┌─ Page
= Local (astronomy) =

In astronomy, local is a term applied to an astronomical object or structure when it is close to an Earth observer, relative to its size. If the scale is large enough to make Earth's distance from the Sun immaterial, the relative closeness of the phenomenon to the star system of the Sun is considered instead.

==History==
Hendrik C. van de Hulst in 1965 used the following table to describe local objects and structures on varying scales, and the local universe at given times:

| Object | log size (cm) | Beginning of scientific investigations (year A.C.) |
|---|---|---|
| Lecture room | 3.0 |  |
| Alpbach | 5.5 |  |
| Tirol | 7.3 |  |
| Austria | 7.8 |  |
| Europe | 8.6 | 0 |
| Earth | 9.1 | 1500 |
| Solar System | 13.2 = 1 AU | 1700 |
| Local spiral arm | 21.5 = 1000 parsecs | 1850–1900 |
| The galaxy | 23.0 = 30 kpc |  |
| Local clusters of galaxies | 24.5 = 3M-lightyears | 1930 |
| The universe | 28.0 = 10G-lightyears |  |

==Updated terms==
In the 21st century, the term "local" commonly applies to a list of astronomical groups on successively larger scales. Many of the entries correspond to the latter portion of van de Hulst's list, beyond the roughly two-light-year diameter of the Solar System. Some entries are based on a more detailed understanding of astronomical structures:

- The Local Interstellar Cloud containing the Solar System, roughly 30 light years across
- The Local Bubble of gas in turn containing the Local Interstellar Cloud, 300-800 light years across
- The Local Arm, a.k.a. the Orion-Cygnus Arm (of the Milky Way galaxy), 3,500 light years wide, and approximately 10,000 long
- The Local Galaxy, the Milky Way, a lens or disc about 1,000 light years thick and 100,000 in diameter
- The Local Group, the group of galaxies, roughly 53 in number, that contains the Milky Way, 10 million light-years across
- The Extended Local Group, the Local Group, plus the Maffei (Note: Pronounced /'mɑːfaɪ/MAH-fay.) and the Sculptor Group of galaxies.
- The Local Supercluster or Virgo Supercluster, 110 million light-years across, contains the Virgo Cluster and the Extended Local Group.
- The Local Filament, the Extended Local Group, plus the superstructures of galaxies known as the Coma-Supercluster and the Sculptor Wall, hundreds of millions of light years across.
  - The Local Filament is one boundary for the Local Void, 196 million light-years across, which forms a central frame of reference for numerous other superclusters, both inside and outside of the Local Filament.
└─
┌─ Given entries
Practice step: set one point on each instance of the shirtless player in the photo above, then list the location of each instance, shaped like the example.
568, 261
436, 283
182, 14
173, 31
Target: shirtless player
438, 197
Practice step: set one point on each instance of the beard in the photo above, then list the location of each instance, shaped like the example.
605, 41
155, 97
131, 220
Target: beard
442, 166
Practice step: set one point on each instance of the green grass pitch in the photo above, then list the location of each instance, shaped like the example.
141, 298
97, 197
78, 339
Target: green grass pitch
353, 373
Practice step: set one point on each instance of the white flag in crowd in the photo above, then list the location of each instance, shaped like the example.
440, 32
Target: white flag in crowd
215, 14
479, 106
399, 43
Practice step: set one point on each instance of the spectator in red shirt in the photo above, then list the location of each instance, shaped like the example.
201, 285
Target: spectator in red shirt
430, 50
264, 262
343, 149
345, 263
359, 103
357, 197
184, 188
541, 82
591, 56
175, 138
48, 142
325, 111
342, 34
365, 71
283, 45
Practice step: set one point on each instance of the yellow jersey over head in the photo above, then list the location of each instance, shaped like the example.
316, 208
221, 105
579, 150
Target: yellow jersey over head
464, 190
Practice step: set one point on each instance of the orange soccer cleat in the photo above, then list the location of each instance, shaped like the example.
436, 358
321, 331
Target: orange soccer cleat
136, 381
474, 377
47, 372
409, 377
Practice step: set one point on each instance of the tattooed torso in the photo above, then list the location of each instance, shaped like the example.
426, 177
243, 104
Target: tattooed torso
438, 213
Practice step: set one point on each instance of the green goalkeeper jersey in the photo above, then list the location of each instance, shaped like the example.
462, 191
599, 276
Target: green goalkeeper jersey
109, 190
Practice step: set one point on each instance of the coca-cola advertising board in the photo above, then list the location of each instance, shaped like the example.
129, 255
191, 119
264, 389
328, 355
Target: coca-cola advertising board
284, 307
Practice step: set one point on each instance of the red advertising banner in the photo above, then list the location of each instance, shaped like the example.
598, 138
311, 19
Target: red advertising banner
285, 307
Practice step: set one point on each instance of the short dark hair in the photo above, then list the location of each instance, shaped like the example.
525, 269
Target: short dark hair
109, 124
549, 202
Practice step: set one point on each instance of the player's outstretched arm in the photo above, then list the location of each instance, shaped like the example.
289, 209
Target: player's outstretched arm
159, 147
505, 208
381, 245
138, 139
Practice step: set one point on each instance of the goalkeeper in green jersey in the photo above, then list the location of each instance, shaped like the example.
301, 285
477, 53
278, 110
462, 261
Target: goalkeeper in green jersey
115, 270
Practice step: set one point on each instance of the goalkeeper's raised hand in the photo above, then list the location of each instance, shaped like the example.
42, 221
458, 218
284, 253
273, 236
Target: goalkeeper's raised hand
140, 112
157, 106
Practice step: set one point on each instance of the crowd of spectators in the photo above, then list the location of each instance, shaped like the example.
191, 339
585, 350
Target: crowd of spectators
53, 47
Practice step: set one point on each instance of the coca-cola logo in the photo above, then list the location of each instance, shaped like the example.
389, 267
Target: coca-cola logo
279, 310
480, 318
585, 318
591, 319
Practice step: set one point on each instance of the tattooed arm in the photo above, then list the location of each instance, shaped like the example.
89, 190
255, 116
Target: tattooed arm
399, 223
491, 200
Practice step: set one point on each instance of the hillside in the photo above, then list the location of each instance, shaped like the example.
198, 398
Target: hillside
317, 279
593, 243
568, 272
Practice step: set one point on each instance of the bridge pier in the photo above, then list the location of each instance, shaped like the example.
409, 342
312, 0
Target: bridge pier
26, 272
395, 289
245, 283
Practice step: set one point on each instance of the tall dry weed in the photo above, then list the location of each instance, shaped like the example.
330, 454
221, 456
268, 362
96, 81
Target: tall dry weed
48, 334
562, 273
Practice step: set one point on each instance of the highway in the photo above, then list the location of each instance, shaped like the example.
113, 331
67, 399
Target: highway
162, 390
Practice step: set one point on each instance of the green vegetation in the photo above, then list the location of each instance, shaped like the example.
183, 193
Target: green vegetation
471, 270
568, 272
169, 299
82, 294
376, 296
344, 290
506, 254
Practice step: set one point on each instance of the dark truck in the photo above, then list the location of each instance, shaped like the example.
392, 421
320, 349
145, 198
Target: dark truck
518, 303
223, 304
└─
--- Exercises to complete ---
1: Answer these questions from the local astronomy text:
(a) In what year did Hendrik C. van de Hulst use his table of local objects and structures?
(b) About how many light years across is the Local Interstellar Cloud?
(c) What other name does the text give for the Local Arm?
2: Please write a continuation of the text on local astronomy, picking up after its final sentence.
The records have no connection to the text on local astronomy.

--- Exercise responses ---
1:
(a) 1965
(b) Roughly 30 light years
(c) The Orion-Cygnus Arm

2:
A few years after scientific investigations of local clusters of galaxies began (1930), Edwin Hubble stated that knowledge of "galactic systems" such as the local group, a term Hubble had coined, is sufficient for understanding the structure of all unobserved parts of the universe: "Thus, for purposes of speculation, we may apply the principal of uniformity, and suppose that any other equal portion of the universe, selected at random, is much the same as the observable region. We may assume that the realm of the nebulæ (Note: The term nebulæ was understood in Hubble's time to mean galaxies, although the word 'galaxy' was often used to refer solely to the Milky Way. The usage current at that time was analogous to the way our sun is referred to as the Sun, and other 'suns' are referred to as stars.) is the universe and that the observable region is a fair sample." This understanding of locality at the scale of galaxies was a restatement of the Cosmological Principle.

Hubble placed the scale at which the universe becomes homogeneous (same in any random location) and isotropic (same in any direction) at the limits of what telescopes of his day could see. Modern physical cosmology agrees with Hubble's statement but, since the advent of better telescopes, has differed on the size of the scale, placing it closer to around 100 Mpc (roughly 300 million light-years), which is roughly at the scale of the local filament, the largest astronomical term to which has been commonly attached the word "local."

== See also ==
- Astronomical object
- Orders of magnitude (length)
- Size and regions in Wikipedia article "Universe"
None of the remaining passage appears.